What you are asked to do:
Exactly reproduce the lines that follow.

Records for the task:
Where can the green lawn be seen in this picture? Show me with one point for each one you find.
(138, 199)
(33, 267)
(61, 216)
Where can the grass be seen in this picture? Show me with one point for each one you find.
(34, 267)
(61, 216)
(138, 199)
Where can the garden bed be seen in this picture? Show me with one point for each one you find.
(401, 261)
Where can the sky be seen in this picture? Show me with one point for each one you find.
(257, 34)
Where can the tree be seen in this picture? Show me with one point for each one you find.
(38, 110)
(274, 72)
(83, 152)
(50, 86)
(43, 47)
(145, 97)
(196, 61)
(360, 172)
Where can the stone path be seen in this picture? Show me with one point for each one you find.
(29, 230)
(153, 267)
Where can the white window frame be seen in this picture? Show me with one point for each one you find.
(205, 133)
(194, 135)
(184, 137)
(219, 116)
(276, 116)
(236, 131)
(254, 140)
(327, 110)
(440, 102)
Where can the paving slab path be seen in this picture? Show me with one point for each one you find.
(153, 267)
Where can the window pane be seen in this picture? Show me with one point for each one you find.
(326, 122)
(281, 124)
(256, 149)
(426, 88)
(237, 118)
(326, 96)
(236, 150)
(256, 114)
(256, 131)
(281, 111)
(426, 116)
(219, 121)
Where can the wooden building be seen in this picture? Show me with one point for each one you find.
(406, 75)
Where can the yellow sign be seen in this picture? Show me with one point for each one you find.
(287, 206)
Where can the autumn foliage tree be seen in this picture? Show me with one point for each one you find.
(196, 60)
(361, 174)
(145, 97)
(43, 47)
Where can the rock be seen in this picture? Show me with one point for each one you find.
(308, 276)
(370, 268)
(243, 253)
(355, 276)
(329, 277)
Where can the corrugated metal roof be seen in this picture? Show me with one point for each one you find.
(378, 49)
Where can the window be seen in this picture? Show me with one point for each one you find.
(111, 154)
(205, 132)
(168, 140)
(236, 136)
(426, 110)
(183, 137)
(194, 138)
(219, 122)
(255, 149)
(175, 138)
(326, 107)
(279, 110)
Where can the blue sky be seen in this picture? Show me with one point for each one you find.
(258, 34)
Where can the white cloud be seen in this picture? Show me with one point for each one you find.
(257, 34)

Expected answer:
Where can the green lawn be seen in this picture? Show me with one point for each one you find.
(138, 199)
(33, 267)
(61, 216)
Where can the grass be seen in this picture? Show me with one point for each one you find.
(34, 267)
(61, 216)
(138, 199)
Where can the garden bed be seen in this picture? Show me with one point for each one you find.
(401, 261)
Where can the sky be seen in this picture? Show me with one point for each one you find.
(257, 34)
Where can the tree be seen in this picture? Show me with one point for each one you find.
(38, 110)
(274, 72)
(83, 152)
(50, 86)
(43, 47)
(145, 97)
(196, 61)
(360, 172)
Where can the stone path be seen in this picture? Show me with one point for each one you find.
(29, 230)
(153, 267)
Where can the white window frame be seen in this picture? Show me with one point for each one you find.
(205, 133)
(194, 135)
(184, 137)
(219, 116)
(276, 116)
(236, 131)
(254, 140)
(327, 110)
(440, 102)
Where can the paving slab path be seen in this picture? Show me with one point for each one you find.
(153, 267)
Where can the window pane be seen in this picture? Show me with one point for each one you find.
(326, 122)
(281, 124)
(256, 149)
(426, 88)
(237, 118)
(326, 96)
(236, 150)
(256, 114)
(256, 131)
(281, 111)
(426, 116)
(219, 121)
Where can the wooden building be seen in this picture? Show me with one point for each one you find.
(406, 75)
Where can the yellow sign be seen in this picture? Show me with one point for each one you find.
(287, 206)
Where can the autumn foliage tree be seen in this picture? Show me with one point for each one you find.
(196, 60)
(361, 174)
(145, 97)
(43, 47)
Where can the rock be seen in this picture? Show me with one point for each one you find.
(308, 276)
(370, 268)
(243, 253)
(355, 276)
(329, 277)
Where can the corrugated metal roof be seen in this picture? Show me with one point for each one you find.
(378, 49)
Where can the window be seen in this picture? Show me with one point for each one you find.
(111, 154)
(205, 132)
(168, 140)
(236, 136)
(426, 110)
(183, 137)
(194, 138)
(219, 122)
(255, 149)
(175, 138)
(326, 107)
(279, 110)
Where can the blue sky be seen in this picture? Show me with one point for each one you find.
(258, 34)
Where can the white cloud be seen in this picture? Show me with one point for each one you find.
(257, 34)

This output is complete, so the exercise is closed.